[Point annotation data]
↓
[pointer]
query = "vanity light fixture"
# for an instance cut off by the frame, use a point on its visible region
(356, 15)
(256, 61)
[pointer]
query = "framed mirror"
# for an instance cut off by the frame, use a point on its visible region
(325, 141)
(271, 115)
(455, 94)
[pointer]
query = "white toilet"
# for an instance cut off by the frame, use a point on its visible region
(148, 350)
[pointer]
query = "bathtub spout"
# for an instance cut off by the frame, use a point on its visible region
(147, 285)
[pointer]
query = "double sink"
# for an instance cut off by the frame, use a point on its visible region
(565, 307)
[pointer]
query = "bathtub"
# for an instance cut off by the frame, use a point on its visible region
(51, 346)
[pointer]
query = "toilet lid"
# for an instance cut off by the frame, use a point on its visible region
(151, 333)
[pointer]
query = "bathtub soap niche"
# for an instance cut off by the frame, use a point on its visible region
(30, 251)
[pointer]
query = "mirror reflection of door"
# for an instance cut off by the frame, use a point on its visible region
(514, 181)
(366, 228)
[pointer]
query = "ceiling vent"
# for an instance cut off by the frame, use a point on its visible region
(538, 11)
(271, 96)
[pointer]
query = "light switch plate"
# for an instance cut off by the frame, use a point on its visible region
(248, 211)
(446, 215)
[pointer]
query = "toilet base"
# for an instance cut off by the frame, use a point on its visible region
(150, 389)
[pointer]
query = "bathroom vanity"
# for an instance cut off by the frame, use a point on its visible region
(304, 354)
↑
● **REQUEST**: Put every line of the data above into a JSON list of strings, one string per line, skipping any blank lines.

● **EXERCISE RESPONSE**:
[
  "[pointer]",
  "query = \"vanity light fixture\"",
  "# for an instance cut off by the frame, use a point on its visible region",
  "(356, 15)",
  "(256, 61)",
  "[pointer]",
  "query = \"framed mirror\"",
  "# for an instance cut off by the frame, use a point on its visible region",
  "(325, 141)",
  "(271, 115)",
  "(455, 94)",
  "[pointer]",
  "query = \"white toilet\"",
  "# for an instance cut off by the frame, use a point on its visible region",
  "(148, 350)",
  "[pointer]",
  "query = \"bathtub spout\"",
  "# for an instance cut off by the frame, use a point on its visible region",
  "(147, 285)",
  "[pointer]",
  "query = \"double sink\"",
  "# for an instance cut off by the frame, use a point on its visible region",
  "(565, 307)",
  "[pointer]",
  "query = \"bathtub\"",
  "# for an instance cut off by the frame, use a point on its visible region",
  "(51, 346)",
  "[pointer]",
  "query = \"toilet lid\"",
  "# for an instance cut off by the frame, use a point on its visible region",
  "(151, 333)",
  "[pointer]",
  "query = \"bathtub soap niche\"",
  "# for an instance cut off by the frame, use a point on its visible region",
  "(30, 251)",
  "[pointer]",
  "query = \"mirror reflection of door\"",
  "# for an instance cut off by the frame, use a point on its visible region",
  "(514, 181)",
  "(366, 228)",
  "[pointer]",
  "query = \"ceiling vent\"",
  "# for an instance cut off by the frame, use a point on its visible region",
  "(538, 11)",
  "(271, 96)",
  "[pointer]",
  "query = \"light switch plate\"",
  "# for an instance cut off by the frame, use a point on its visible region",
  "(248, 211)",
  "(446, 215)",
  "[pointer]",
  "query = \"toilet base\"",
  "# for an instance cut off by the frame, use a point on its visible region",
  "(150, 389)",
  "[pointer]",
  "query = \"bathroom vanity\"",
  "# for an instance cut off by the frame, use a point on its visible region",
  "(304, 354)"
]